* [SET TASK] Reproduce, unchanged, the part of the data that opens with the line containing "Where can you spot the white ceramic" and runs through the end of the data, both ends included.
begin
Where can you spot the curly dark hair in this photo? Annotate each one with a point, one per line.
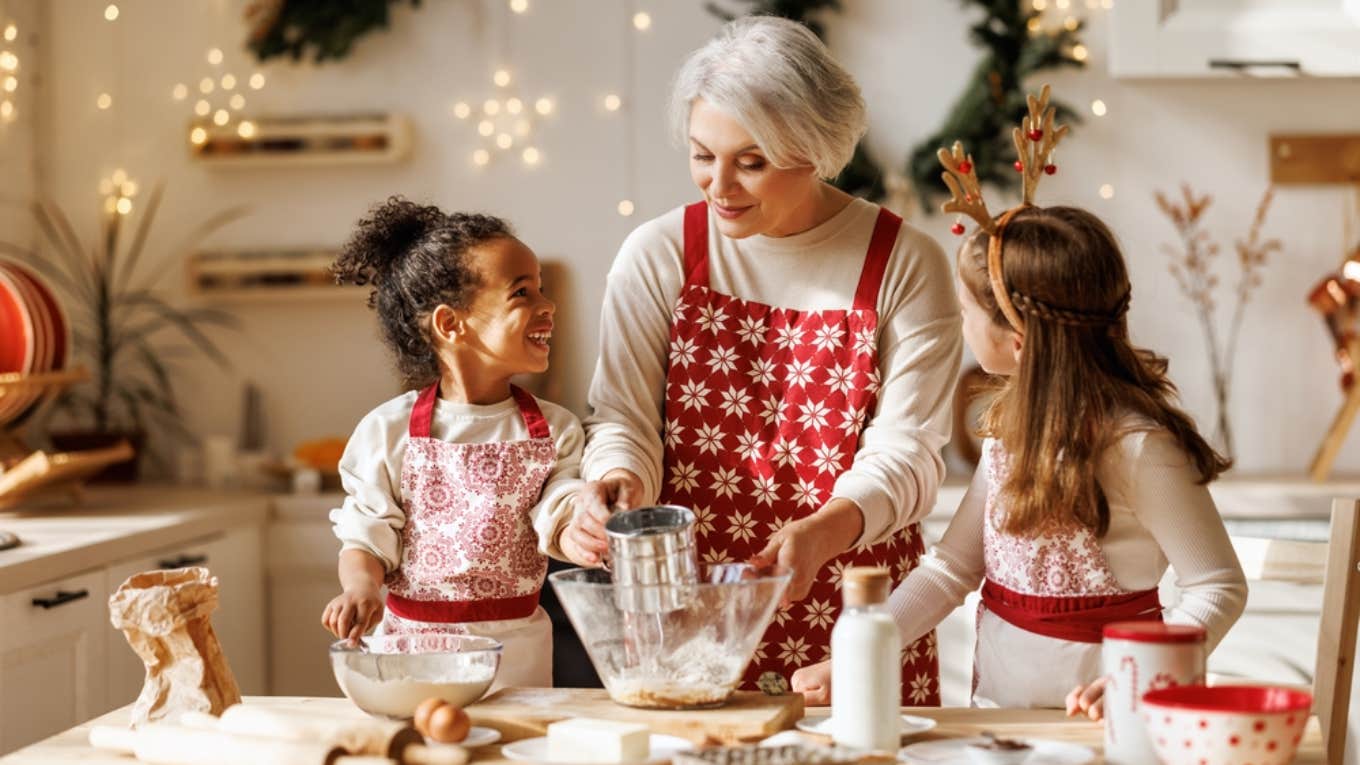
(416, 259)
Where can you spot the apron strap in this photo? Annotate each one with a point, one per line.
(531, 413)
(876, 262)
(422, 414)
(1080, 618)
(697, 244)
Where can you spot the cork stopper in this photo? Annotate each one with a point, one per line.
(865, 586)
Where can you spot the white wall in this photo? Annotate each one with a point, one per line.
(18, 158)
(320, 364)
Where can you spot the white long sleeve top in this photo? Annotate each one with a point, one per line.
(371, 516)
(898, 466)
(1159, 516)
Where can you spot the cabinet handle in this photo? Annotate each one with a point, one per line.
(60, 598)
(182, 561)
(1245, 66)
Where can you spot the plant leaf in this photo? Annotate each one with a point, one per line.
(196, 236)
(139, 237)
(187, 326)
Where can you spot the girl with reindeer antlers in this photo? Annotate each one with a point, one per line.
(1091, 481)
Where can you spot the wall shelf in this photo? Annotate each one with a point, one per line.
(289, 142)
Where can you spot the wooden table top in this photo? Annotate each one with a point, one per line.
(72, 745)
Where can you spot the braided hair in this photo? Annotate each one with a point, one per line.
(416, 259)
(1079, 377)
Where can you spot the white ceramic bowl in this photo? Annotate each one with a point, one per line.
(391, 675)
(1226, 724)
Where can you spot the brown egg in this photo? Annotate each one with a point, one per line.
(423, 712)
(449, 724)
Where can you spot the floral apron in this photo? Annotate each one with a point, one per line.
(469, 556)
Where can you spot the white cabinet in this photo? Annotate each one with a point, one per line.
(53, 643)
(1200, 38)
(302, 556)
(235, 557)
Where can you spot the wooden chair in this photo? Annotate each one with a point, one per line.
(1336, 566)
end
* [COMPLETE OUTPUT]
Where can you spot the white ceramic bowl in this photo? Annotate each one with a point, one per line.
(391, 675)
(1226, 724)
Where can you spot the brown egg in this photo? Annotate each one with a point, one per line.
(423, 712)
(449, 724)
Where can you spot the floral apron in this photo? Annotate each one with a point, one per line.
(469, 556)
Where can you spot the white cabinet in this photo? Annotate each one with a point, one per line.
(53, 643)
(1200, 38)
(302, 556)
(235, 557)
Where can you spot the wooden chair in this photo? Annotate each one with a point, one per line.
(1336, 566)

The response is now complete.